* _WRITTEN EXERCISE_:
Report every line of the data below that contains the string "sculpture". Case counts, so lines where the string appears only in a different case should be left out.

● ● ● ● ● ● ●

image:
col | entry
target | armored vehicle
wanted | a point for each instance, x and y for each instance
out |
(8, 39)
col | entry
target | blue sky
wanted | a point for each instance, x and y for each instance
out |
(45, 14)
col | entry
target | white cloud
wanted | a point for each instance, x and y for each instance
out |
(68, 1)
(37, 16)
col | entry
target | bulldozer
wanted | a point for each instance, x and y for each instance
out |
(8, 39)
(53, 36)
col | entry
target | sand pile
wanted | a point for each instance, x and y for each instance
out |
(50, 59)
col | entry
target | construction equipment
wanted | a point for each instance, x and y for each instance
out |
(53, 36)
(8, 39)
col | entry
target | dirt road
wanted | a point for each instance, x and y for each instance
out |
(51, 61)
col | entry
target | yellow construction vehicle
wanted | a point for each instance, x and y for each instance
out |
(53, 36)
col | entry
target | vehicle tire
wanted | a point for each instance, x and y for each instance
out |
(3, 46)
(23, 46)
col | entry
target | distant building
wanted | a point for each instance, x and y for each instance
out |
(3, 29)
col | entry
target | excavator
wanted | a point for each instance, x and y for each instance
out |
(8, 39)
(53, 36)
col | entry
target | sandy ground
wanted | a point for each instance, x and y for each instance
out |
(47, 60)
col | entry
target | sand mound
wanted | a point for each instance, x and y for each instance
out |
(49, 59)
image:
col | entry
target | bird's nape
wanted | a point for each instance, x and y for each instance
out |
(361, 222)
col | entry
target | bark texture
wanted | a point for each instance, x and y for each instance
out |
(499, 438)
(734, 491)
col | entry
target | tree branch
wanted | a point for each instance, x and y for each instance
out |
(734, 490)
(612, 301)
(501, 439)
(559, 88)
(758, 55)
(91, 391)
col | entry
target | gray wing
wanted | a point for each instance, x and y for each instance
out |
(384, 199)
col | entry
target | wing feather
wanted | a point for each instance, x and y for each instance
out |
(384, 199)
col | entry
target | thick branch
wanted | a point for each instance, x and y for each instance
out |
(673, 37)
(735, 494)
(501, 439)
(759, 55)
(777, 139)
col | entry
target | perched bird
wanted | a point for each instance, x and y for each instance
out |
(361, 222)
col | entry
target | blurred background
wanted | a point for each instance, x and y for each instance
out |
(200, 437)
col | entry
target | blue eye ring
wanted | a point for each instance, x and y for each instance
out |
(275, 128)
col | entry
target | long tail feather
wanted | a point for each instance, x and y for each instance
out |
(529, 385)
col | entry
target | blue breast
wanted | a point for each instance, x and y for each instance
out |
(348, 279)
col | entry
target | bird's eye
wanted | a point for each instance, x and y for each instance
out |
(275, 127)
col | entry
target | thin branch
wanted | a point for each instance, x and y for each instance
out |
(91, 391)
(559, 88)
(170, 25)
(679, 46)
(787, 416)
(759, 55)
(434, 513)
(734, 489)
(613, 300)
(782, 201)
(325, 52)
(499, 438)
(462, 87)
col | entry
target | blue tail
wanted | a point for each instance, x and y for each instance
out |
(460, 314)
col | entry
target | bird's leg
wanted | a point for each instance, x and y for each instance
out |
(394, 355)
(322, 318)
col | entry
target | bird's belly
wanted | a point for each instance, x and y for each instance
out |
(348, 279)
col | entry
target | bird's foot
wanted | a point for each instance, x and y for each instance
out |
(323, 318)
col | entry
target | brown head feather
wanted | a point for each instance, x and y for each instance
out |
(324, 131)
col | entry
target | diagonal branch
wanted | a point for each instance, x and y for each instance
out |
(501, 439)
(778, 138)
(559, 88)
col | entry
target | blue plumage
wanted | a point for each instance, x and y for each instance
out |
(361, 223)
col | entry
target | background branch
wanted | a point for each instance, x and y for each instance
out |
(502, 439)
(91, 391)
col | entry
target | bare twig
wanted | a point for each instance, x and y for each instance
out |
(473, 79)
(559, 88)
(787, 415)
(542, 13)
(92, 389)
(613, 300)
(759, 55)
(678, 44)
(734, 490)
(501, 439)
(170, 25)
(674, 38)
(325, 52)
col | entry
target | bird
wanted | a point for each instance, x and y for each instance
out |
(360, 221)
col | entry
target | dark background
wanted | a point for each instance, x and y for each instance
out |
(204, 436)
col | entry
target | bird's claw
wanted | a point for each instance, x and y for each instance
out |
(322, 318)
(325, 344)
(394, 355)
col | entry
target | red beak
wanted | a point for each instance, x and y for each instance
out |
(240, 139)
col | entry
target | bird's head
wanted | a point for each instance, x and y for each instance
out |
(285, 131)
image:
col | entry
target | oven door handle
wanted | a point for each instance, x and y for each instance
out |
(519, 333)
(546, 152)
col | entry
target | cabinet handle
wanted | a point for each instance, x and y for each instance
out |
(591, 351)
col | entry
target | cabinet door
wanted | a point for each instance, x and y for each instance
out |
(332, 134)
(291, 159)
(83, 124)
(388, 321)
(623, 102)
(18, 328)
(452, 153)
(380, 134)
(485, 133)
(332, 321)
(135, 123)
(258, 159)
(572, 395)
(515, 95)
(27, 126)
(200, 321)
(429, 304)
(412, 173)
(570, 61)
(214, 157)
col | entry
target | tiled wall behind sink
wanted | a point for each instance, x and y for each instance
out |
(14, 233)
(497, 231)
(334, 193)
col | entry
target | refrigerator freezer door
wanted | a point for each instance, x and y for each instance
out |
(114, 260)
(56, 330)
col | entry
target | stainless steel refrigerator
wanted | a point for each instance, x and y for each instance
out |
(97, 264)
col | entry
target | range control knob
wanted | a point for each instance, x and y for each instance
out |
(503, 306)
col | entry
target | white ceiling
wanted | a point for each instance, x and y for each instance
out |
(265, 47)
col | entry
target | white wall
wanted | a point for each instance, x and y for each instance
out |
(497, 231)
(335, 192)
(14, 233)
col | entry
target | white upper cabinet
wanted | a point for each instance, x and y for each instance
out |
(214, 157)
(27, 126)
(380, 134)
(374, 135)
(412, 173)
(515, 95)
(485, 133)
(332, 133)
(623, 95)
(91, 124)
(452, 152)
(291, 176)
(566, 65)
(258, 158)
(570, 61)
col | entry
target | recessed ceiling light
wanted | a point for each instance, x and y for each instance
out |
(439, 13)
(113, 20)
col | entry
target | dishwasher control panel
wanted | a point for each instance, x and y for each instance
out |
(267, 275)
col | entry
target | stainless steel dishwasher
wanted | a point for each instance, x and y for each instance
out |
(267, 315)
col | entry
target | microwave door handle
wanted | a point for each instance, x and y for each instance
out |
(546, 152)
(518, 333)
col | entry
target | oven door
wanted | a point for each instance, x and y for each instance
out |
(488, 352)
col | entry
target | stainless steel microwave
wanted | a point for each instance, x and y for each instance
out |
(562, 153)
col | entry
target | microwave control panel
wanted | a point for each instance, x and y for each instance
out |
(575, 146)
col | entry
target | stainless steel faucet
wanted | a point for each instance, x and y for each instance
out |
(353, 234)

● ● ● ● ● ● ●

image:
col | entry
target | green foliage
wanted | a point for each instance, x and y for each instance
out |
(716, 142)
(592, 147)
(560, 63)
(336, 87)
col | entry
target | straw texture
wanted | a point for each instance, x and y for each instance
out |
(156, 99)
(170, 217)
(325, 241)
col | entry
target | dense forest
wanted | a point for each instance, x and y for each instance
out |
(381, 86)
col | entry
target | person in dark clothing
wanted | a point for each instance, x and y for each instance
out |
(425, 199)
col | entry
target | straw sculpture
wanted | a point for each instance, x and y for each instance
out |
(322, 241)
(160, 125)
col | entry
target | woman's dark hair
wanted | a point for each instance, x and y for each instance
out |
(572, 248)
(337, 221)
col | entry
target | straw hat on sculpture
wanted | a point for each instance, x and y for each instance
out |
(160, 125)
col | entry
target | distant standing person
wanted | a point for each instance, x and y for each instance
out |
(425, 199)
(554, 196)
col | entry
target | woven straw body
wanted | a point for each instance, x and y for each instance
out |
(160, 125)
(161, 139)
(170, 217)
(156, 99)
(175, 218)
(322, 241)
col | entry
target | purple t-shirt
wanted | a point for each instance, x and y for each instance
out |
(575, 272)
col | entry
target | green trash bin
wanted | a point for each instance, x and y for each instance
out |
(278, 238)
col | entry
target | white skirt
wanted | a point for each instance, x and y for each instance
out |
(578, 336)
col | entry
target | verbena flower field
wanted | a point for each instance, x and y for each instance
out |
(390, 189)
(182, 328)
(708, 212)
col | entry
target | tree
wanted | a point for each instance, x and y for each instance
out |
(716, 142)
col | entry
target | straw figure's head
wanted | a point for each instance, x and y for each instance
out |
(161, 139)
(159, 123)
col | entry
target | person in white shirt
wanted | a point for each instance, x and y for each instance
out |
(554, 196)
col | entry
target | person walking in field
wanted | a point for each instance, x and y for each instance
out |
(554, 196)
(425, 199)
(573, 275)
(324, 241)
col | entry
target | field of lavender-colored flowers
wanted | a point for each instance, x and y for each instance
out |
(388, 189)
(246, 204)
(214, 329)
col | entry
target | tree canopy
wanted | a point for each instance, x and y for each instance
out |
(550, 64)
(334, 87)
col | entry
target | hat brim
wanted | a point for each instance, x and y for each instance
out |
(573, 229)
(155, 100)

● ● ● ● ● ● ●

* _SOLUTION_:
target | straw sculpture
target | straw hat on sculpture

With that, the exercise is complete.